[Point-per-instance localization data]
* * * * * * * * *

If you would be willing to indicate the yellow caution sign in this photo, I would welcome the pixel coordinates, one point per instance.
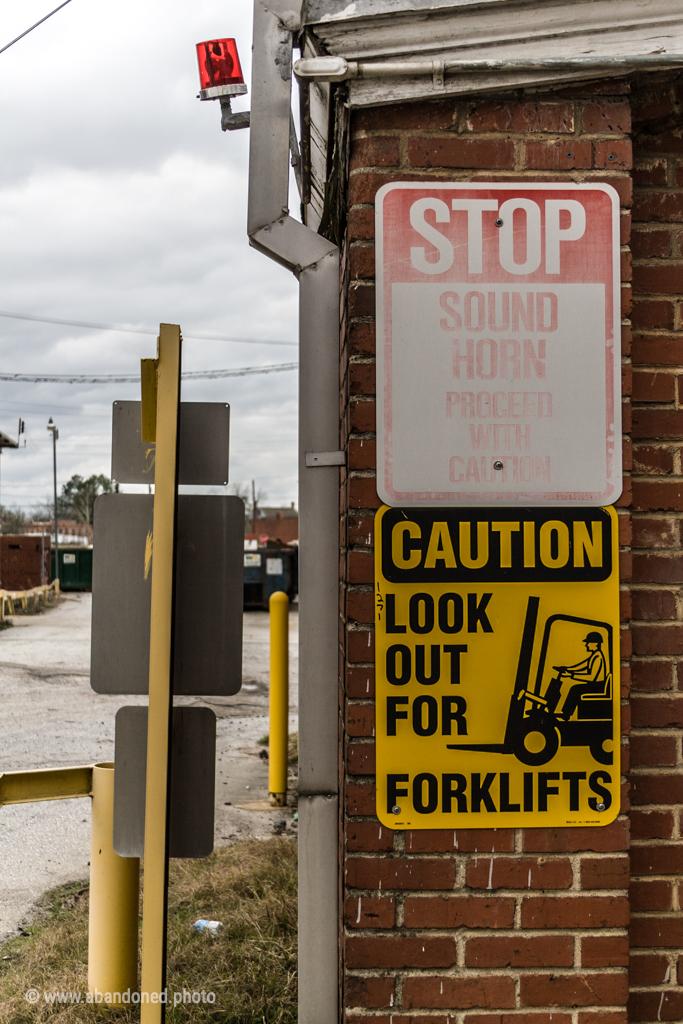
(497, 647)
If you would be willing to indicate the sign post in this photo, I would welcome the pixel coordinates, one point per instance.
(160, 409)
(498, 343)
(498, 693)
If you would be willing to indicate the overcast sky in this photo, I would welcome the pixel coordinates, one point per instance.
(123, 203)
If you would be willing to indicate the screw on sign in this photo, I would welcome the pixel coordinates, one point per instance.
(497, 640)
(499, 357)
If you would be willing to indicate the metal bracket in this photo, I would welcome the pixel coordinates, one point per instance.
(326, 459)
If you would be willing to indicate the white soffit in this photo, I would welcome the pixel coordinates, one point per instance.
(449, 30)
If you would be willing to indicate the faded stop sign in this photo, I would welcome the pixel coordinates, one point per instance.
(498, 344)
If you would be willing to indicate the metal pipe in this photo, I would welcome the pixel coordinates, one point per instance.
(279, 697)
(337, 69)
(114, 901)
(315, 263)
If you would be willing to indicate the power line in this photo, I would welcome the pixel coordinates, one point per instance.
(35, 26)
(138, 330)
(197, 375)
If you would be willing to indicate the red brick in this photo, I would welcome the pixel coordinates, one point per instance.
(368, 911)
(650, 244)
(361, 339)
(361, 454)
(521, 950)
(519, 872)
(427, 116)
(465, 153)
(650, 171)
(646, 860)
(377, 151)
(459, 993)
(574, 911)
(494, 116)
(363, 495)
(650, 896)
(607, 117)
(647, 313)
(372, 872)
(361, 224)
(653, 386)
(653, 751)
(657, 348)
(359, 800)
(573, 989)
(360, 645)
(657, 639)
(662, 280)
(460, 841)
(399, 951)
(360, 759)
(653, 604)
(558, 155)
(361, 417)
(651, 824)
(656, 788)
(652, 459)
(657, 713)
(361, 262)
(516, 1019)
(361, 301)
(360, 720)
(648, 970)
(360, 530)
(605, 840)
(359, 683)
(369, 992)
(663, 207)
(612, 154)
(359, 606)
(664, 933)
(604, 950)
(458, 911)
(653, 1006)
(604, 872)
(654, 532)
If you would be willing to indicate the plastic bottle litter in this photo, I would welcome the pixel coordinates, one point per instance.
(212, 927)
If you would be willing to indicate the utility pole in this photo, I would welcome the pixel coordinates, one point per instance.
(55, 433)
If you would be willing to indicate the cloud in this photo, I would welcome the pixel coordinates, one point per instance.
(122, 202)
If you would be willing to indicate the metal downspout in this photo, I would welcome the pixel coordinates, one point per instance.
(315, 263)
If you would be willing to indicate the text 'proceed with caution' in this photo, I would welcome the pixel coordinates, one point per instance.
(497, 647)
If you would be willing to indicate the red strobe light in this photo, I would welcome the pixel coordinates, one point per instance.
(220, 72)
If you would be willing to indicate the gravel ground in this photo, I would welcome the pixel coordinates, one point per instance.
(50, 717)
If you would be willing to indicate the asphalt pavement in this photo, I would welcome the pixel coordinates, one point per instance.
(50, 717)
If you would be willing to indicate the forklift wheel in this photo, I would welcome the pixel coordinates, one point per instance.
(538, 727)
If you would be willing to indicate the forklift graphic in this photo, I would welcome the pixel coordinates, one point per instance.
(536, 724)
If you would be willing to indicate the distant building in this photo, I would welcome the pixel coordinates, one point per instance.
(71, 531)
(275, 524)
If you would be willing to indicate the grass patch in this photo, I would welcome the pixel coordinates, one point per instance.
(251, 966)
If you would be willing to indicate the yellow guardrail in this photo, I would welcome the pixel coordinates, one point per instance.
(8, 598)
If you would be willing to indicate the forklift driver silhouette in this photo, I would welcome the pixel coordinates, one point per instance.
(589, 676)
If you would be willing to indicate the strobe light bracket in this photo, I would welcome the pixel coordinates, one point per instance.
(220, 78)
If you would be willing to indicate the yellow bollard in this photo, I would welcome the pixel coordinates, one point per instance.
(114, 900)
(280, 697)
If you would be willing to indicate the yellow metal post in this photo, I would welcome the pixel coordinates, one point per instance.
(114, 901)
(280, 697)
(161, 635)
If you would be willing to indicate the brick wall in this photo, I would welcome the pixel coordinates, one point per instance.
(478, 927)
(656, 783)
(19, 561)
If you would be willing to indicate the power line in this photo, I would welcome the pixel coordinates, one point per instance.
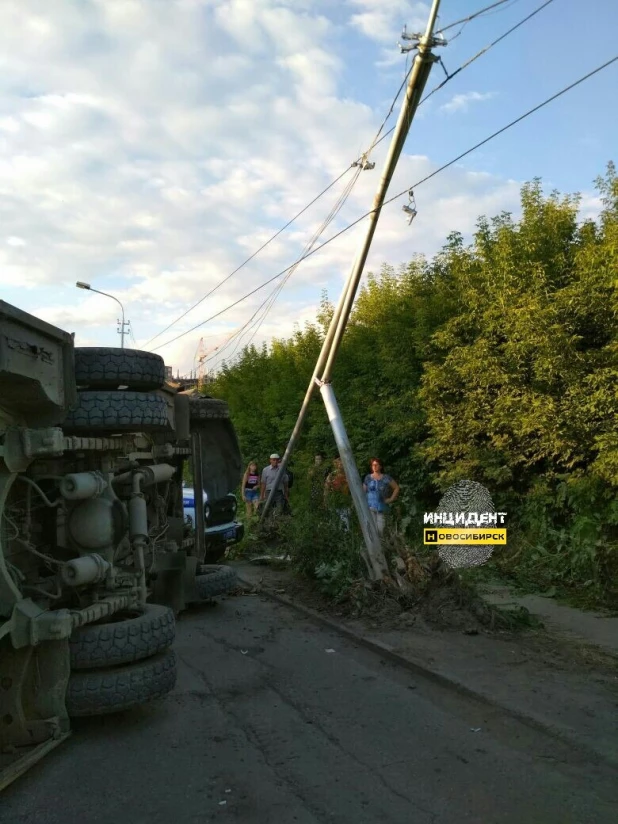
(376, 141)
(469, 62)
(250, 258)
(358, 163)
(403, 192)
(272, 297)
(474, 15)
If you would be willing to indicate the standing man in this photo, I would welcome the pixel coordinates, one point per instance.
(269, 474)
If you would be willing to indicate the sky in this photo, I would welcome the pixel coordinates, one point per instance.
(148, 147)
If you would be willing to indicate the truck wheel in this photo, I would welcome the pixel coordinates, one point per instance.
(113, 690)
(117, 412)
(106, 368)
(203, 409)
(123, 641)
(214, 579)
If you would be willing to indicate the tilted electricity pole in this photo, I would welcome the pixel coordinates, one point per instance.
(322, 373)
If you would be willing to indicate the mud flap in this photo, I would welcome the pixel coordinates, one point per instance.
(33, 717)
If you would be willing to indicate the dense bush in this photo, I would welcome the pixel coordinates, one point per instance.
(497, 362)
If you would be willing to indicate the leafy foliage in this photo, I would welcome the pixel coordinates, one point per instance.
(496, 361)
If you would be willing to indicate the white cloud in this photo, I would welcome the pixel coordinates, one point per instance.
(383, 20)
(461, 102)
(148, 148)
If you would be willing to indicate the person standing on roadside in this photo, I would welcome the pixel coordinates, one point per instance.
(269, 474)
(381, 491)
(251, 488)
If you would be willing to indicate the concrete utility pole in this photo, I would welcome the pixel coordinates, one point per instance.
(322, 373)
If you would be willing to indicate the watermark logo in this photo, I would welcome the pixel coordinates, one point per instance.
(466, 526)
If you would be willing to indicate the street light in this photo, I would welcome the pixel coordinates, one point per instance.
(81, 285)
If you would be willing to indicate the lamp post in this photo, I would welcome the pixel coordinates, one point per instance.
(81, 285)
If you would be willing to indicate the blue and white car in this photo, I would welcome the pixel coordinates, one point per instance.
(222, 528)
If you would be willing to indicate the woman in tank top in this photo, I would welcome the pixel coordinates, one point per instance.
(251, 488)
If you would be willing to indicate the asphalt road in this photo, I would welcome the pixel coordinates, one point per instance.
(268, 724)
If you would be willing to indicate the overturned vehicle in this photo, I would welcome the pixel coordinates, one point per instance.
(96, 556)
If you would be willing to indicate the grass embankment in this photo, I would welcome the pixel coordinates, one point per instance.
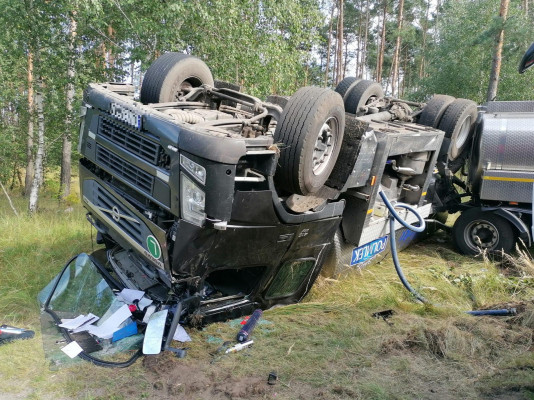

* * * * * * * * *

* **What you need to do**
Repeat every record above exactly. The pictures do not belong in the copy.

* **The completed task**
If you would be willing to indicate the yellow caution sign in this photo, I would welcome the pixel coordinates, one point per instance.
(497, 647)
If you would be willing to indicate the sign post in this photo, I would welcome the pixel coordinates, one point per instance.
(160, 409)
(498, 343)
(498, 693)
If you would be willing to indicate the overcast sky in this photo, I would welcome the pixel coordinates, one point per instance.
(123, 203)
If you would be willing to indicate the screw on sign in this photo, I would welcome the pixel coordinates, one point per instance.
(497, 640)
(499, 357)
If you would be willing to indicate the metal bracket in this photo, I would welcome the pixel coordinates, one point per instance.
(326, 459)
If you would be willing to indicate the white soffit in this photo, I would welcome the pixel coordinates, one point per instance.
(449, 30)
If you would be willing to indicate the faded stop sign in this photo, I would welcome the pixel coordinates, one point per instance.
(498, 344)
If you would be willing to indicate the metal pipe in this photo, I would welcome the pixel coordinates, one point per instance.
(279, 697)
(337, 69)
(114, 901)
(315, 263)
If you would be willing to indicate the power line in this photo, I would welcome the pixel coordinates, one point per instance.
(35, 26)
(138, 330)
(197, 375)
If you would be willing to indicate the red brick in this photo, I would welcome the pixel coordinates, one point per instance.
(368, 911)
(650, 244)
(361, 339)
(361, 454)
(521, 950)
(519, 872)
(427, 116)
(465, 153)
(650, 171)
(646, 860)
(377, 151)
(459, 993)
(574, 911)
(494, 116)
(363, 495)
(650, 896)
(607, 117)
(647, 313)
(372, 872)
(361, 224)
(653, 386)
(653, 751)
(657, 348)
(359, 800)
(573, 989)
(360, 645)
(657, 639)
(662, 280)
(460, 841)
(399, 951)
(360, 759)
(653, 604)
(558, 155)
(361, 417)
(651, 824)
(656, 788)
(652, 459)
(657, 713)
(361, 262)
(516, 1019)
(361, 301)
(360, 720)
(648, 970)
(360, 530)
(605, 840)
(359, 683)
(369, 992)
(663, 207)
(612, 154)
(359, 606)
(664, 933)
(604, 950)
(458, 911)
(653, 1006)
(604, 872)
(654, 532)
If you would be willing to indicate the plastic bottle litter in this photo, I would welcome the pixel coordinates, one point per instance.
(212, 927)
If you would be willing to indicate the utility pole in this photo, I would welcome the pixel coordinates, one point per instance.
(55, 433)
If you would be willing to indicate the cloud in this photo, I would welcome the pixel coordinates, one point per instance.
(122, 202)
If you would be willing to indicate the metal downspout in this photo, I would welcome the pixel coordinates, one point per instance.
(315, 263)
If you would be willing to indicate the text 'proceed with caution' in this photo, I would welcome the pixel coordinates, one point per instance.
(497, 647)
If you would be willing to indicate the red strobe light in this photo, I would welcome the pixel coordinates, one point per instance.
(220, 72)
If you would be willing to indicate the gravel ground in this photo, I would welcome the pixel coordinates, one point per instance.
(50, 717)
If you would be willing to indicate the asphalt pavement in this photo, I would welcome the pixel coordinates, one point per instance.
(50, 717)
If you would be willing to indicate the forklift wheel in this photo, I would welcome the pixel coordinates, one point per instance.
(538, 727)
If you would be willing to indicate the forklift graphic in this photo, I would welcome the pixel coordinates, one point per instance.
(536, 724)
If you would be willing to indicate the distant building in this photo, I would welcome the pixel coordinates, one point per instance.
(71, 531)
(275, 524)
If you would be willing to indicate the grass patch in this photo, I would welcome the pixel coordinates, one point per instance.
(251, 966)
If you would be willing to indicate the yellow guardrail in this photo, I would welcome the pixel coordinates, one point per instance.
(8, 598)
If you would be willing to indicate the forklift driver silhouette in this photo, I would welcome the pixel coordinates, one point per instance.
(589, 676)
If you would be willing to indicate the strobe light bracket in this photo, I would welcome the pixel coordinates, one point per instance.
(220, 78)
If you would be willing to indicate the yellow bollard in this photo, I would welcome the pixel coordinates, one point per instance.
(114, 900)
(280, 697)
If you would be willing to indicate the yellow metal post in this photo, I would welcome the pixel coordinates, one point per instance.
(114, 901)
(280, 697)
(161, 635)
If you would be willing to indicate the brick wall in this photo, I would welcome the pixel coordinates, one point per instance.
(478, 927)
(656, 783)
(19, 561)
If you would be willing to indicate the power line in this photo, I would welcome the pixel coordinates, one point per instance.
(376, 141)
(469, 62)
(250, 258)
(358, 163)
(403, 192)
(272, 297)
(474, 15)
If you would be willing to indicate the standing man in this photo, I would welcome the pixel coordinates, one point per instance.
(269, 474)
If you would be willing to indicate the sky in this photo, I would welcome the pixel coordinates, one point per instance.
(148, 147)
If you would be willing to indicate the truck wheel in this photo, I would welcome the pixel coordinates, one point per instance.
(113, 690)
(117, 412)
(106, 368)
(203, 409)
(123, 641)
(214, 579)
If you would be willing to indicate the tilted electricity pole in this photo, I would welcome the pixel coordinates, one point per instance.
(322, 373)
If you would be willing to indicate the mud flap in this photo, I would welcome the pixel coordinates, one point per instance.
(33, 717)
If you would be willing to indicate the dense bush in this photo, I would welcome the pixel coordinates, one point per instance.
(497, 362)
If you would be willing to indicate the leafy foliage in this photo, I would welcome the pixel coordinates, one point per instance.
(496, 361)
If you would be willing to indicate the white cloud in this photo, I would welcome the pixel coordinates, one point per instance.
(383, 20)
(461, 102)
(148, 148)
If you would be willing to indicate the person standing on roadside in this photo, I would welcome the pixel coordinates, one point per instance.
(269, 474)
(381, 491)
(251, 488)
If you would be willing to indicate the concrete utility pole in this photo, I would welcome the pixel coordinates, one point per instance.
(322, 373)
If you would be willing to indicate the watermark logo in this photo, I would welcome the pixel coordinates, one point per instance.
(466, 526)
If you would be willing to indicate the street light in this photo, I would welcome the pixel coordinates, one point per instance.
(81, 285)
If you would be willing to indicate the lamp post in this photo, I would welcome the pixel coordinates, one point per instance.
(81, 285)
If you would be willing to indicate the blue and white car in this photo, I would welcome the pixel coordinates, one point per instance.
(222, 528)
If you would be willing to indicate the woman in tank top in this photo, I would welcome the pixel coordinates, one point per instance.
(251, 488)
If you would be willing to indicate the asphalt road in this photo, I would welcome the pixel coordinates, one point per instance.
(268, 724)
If you would be willing to indicate the overturned vehicle in this photo, I would welcome the pixel coordinates, one point per instance.
(96, 556)
If you would be willing to indicate the grass embankment in this photo, I would welcome the pixel coordinates, one point per instance.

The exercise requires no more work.